◆ Data for this exercise
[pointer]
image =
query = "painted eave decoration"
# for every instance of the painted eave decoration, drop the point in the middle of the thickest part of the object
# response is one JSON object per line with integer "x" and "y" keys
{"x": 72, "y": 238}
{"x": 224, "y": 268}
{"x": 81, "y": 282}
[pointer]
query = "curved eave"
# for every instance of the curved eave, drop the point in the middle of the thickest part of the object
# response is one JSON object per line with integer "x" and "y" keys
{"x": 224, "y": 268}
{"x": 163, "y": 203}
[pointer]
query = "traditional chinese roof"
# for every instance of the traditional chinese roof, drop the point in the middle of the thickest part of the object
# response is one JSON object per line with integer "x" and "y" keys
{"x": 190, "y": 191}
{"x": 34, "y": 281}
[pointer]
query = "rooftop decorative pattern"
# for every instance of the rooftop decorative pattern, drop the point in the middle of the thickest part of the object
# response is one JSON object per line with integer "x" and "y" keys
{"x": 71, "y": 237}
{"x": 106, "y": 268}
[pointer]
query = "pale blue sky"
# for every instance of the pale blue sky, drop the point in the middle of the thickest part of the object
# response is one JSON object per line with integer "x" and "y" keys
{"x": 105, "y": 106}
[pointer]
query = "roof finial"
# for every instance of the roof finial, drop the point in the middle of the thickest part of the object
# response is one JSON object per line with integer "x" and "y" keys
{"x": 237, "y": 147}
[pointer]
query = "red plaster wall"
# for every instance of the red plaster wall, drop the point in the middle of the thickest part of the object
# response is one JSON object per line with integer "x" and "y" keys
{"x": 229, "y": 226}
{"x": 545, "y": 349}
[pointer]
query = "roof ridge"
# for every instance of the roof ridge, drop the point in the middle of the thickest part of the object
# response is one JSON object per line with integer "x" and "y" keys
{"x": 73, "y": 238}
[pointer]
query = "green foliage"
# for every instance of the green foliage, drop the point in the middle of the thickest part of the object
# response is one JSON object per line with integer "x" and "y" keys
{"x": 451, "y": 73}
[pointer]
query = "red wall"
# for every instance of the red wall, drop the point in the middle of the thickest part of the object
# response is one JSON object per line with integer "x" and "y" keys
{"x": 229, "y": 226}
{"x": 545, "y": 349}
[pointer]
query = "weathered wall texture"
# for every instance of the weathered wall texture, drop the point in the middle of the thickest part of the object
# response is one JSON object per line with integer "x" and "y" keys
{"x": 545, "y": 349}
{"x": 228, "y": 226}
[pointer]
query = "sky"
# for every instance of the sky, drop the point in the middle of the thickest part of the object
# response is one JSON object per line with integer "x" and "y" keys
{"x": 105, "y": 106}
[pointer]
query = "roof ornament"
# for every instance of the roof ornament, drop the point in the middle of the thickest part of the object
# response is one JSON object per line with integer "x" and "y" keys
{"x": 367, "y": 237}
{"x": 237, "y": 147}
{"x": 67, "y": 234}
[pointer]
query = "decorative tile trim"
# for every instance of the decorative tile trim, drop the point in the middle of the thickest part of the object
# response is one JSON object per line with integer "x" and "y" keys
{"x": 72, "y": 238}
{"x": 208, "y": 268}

◆ Problem requirements
Extract the complete listing above, reproducing each line exactly.

◆ Complete output
[pointer]
image =
query = "painted eave decoration"
# for every instance of the painted eave decoration, drop the point in the middle of the thickest part of the object
# response is one JSON object per line with integer "x" and "y" keys
{"x": 72, "y": 238}
{"x": 224, "y": 268}
{"x": 81, "y": 282}
[pointer]
query = "curved eave"
# for every instance of the curved eave, drop the point in the middle of the thickest part of the object
# response is one JSON object per line with integer "x" and "y" keys
{"x": 224, "y": 268}
{"x": 163, "y": 203}
[pointer]
query = "traditional chinese roof"
# for every instance of the traditional chinese roof, drop the point in the middle of the thickest part of the object
# response is one JSON object per line with integer "x" and "y" keys
{"x": 190, "y": 191}
{"x": 34, "y": 281}
[pointer]
query = "rooftop decorative pattern"
# for every instance of the rooftop decorative pattern, drop the point in the middle of the thickest part of the object
# response is one JSON object per line with integer "x" and "y" keys
{"x": 71, "y": 237}
{"x": 106, "y": 268}
[pointer]
query = "pale blue sky"
# for every instance of the pale blue sky, drop the point in the middle of the thickest part of the object
# response is one JSON object per line with integer "x" and "y" keys
{"x": 105, "y": 106}
[pointer]
query = "roof finial"
# for every instance of the roof finial, drop the point in the middle of the thickest part of the object
# response is one JSON object per line with integer "x" and "y" keys
{"x": 237, "y": 147}
[pointer]
query = "red plaster wall"
# for every instance of the red plaster wall, drop the point in the middle of the thickest part of the object
# response is one JSON object per line with integer "x" and "y" keys
{"x": 229, "y": 226}
{"x": 545, "y": 349}
[pointer]
query = "roof ridge"
# for every instance of the roof ridge, drop the point in the middle of the thickest part of the object
# response is one JSON object per line with integer "x" and "y" keys
{"x": 73, "y": 238}
[pointer]
query = "green foliage"
# for every instance of the green foliage, drop the point in the middle of the thickest part of the object
# response is one JSON object per line with integer "x" and "y" keys
{"x": 451, "y": 73}
[pointer]
query = "red wall"
# for every instance of the red wall, drop the point in the middle of the thickest part of the object
# response is one JSON object per line with integer "x" and "y" keys
{"x": 229, "y": 226}
{"x": 545, "y": 349}
[pointer]
query = "weathered wall texture"
# for every instance of the weathered wall texture, drop the point in the middle of the thickest part of the object
# response is one JSON object per line with integer "x" and "y" keys
{"x": 545, "y": 349}
{"x": 228, "y": 226}
[pointer]
query = "sky"
# for every instance of the sky, drop the point in the middle of the thickest part of the object
# response is one JSON object per line with integer "x" and "y" keys
{"x": 105, "y": 106}
[pointer]
query = "roof ornament"
# for every instance of the roof ornament, drop the point in the middle of the thickest part of the object
# response is one JSON object per line with integer "x" and "y" keys
{"x": 367, "y": 237}
{"x": 237, "y": 147}
{"x": 67, "y": 234}
[pointer]
query = "decorative tile trim"
# for every instance of the decorative tile trim, drop the point in the middle of the thickest part of the object
# response is one JSON object per line with integer "x" and "y" keys
{"x": 72, "y": 238}
{"x": 208, "y": 268}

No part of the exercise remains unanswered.